Please rewrite the stretch of entries from the line containing "reads [[155, 53]]." through the line containing "[[204, 554], [127, 499]]" as a two-column CSV with the headers input and output. Give one row per entry, with its text under input and its answer under output, each in a single quoted field with line breaks replaced by spaces.

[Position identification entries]
##########

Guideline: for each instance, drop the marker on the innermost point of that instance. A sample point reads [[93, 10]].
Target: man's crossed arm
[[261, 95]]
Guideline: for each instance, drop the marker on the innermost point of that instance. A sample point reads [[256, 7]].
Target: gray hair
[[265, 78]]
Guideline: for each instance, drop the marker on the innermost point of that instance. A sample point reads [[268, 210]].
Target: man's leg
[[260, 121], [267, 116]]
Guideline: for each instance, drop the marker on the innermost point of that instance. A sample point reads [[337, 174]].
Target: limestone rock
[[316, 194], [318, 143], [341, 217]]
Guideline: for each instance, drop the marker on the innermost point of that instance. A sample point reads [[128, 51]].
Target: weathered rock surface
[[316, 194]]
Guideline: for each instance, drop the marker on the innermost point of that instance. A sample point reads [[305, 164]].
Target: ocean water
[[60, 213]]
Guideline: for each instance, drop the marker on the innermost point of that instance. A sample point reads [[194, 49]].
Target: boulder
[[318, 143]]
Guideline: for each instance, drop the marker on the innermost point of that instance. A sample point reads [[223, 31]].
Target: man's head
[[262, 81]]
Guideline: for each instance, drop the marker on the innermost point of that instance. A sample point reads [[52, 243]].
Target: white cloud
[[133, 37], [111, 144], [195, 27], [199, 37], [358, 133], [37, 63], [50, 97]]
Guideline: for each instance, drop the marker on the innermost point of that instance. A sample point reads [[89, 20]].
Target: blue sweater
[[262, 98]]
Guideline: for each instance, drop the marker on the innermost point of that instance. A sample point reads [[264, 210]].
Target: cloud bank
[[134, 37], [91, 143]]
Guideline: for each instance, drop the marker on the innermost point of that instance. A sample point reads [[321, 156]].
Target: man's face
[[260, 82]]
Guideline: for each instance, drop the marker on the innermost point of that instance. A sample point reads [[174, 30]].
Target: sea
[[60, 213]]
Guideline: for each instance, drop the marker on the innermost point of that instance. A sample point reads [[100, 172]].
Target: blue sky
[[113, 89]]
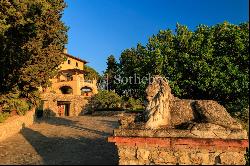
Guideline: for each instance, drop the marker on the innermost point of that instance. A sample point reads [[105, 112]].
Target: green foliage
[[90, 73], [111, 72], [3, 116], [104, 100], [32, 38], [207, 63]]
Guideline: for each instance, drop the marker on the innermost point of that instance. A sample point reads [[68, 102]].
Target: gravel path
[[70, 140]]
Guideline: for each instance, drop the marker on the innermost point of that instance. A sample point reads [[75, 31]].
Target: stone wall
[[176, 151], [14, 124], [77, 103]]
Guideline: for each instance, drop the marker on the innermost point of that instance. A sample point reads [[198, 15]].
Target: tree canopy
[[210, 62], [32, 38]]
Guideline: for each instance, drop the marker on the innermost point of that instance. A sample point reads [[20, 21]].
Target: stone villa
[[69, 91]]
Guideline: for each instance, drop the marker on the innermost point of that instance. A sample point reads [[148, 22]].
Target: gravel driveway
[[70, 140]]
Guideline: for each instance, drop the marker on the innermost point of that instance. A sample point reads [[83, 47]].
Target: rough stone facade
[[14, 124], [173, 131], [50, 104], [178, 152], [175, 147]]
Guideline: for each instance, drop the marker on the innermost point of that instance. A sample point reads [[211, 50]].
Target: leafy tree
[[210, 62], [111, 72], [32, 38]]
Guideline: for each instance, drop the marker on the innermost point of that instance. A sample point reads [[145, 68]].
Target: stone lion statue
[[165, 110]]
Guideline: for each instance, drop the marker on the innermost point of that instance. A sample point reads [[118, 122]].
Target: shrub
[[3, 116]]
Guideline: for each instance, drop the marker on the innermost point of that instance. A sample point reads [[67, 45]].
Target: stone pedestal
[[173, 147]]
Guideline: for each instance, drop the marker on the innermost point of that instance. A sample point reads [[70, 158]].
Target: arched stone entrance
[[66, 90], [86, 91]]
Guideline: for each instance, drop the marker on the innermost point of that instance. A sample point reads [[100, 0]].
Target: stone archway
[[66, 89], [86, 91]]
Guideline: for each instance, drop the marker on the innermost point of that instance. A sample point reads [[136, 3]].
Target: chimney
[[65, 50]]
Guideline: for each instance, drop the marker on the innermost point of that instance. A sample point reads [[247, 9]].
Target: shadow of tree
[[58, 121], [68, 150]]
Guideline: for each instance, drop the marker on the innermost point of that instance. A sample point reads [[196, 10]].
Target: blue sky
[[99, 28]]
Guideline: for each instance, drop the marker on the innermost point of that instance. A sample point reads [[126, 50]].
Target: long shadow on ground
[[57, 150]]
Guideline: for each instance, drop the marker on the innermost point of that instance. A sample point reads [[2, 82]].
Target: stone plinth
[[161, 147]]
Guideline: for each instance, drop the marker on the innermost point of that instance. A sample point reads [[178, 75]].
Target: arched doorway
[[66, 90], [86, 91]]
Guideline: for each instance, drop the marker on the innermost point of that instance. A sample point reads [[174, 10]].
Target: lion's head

##########

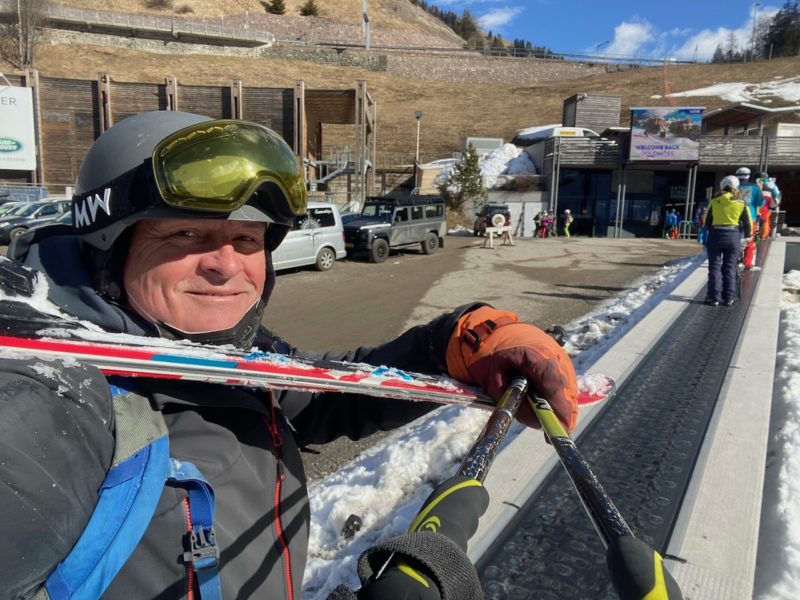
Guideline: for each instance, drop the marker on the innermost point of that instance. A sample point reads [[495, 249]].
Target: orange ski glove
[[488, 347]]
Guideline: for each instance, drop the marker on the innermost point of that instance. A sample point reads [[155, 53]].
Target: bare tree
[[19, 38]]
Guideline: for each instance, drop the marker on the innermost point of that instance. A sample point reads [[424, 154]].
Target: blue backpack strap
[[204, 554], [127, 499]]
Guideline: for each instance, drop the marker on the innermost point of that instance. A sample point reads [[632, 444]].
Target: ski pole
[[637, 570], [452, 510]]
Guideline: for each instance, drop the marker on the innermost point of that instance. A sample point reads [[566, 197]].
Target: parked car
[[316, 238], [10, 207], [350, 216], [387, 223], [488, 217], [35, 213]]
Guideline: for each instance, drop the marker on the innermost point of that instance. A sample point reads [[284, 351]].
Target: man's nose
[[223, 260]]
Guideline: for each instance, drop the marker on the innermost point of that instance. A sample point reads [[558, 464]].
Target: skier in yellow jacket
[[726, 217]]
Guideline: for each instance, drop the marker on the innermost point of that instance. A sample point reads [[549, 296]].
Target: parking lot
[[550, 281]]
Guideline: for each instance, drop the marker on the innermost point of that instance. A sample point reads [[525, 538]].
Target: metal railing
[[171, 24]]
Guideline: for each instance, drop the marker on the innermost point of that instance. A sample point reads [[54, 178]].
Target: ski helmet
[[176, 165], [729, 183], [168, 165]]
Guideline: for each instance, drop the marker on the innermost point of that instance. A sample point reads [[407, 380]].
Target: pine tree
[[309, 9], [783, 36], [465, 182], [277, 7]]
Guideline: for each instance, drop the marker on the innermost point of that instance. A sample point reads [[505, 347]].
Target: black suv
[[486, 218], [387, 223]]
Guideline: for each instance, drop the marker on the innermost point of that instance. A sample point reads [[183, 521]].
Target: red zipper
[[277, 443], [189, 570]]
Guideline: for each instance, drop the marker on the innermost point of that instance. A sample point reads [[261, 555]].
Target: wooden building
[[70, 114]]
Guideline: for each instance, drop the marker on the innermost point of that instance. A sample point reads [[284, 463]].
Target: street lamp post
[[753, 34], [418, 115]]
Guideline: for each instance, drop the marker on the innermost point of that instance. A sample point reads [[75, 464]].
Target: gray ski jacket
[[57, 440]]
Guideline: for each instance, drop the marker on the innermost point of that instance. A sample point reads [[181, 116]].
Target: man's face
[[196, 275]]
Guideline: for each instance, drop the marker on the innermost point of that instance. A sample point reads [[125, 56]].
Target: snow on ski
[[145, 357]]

##########

> **Complete response**:
input,output
"Guideline: for each instance, drop the marker on the innermost point of that instance. A sample point reads [[155, 53]]. Target: bare tree","[[19, 38]]"
"Guideline: for each instance, drop the marker on the innermost point of that instance. A sample point reads [[424, 154]]. Target: blue backpack strap","[[204, 554], [127, 499]]"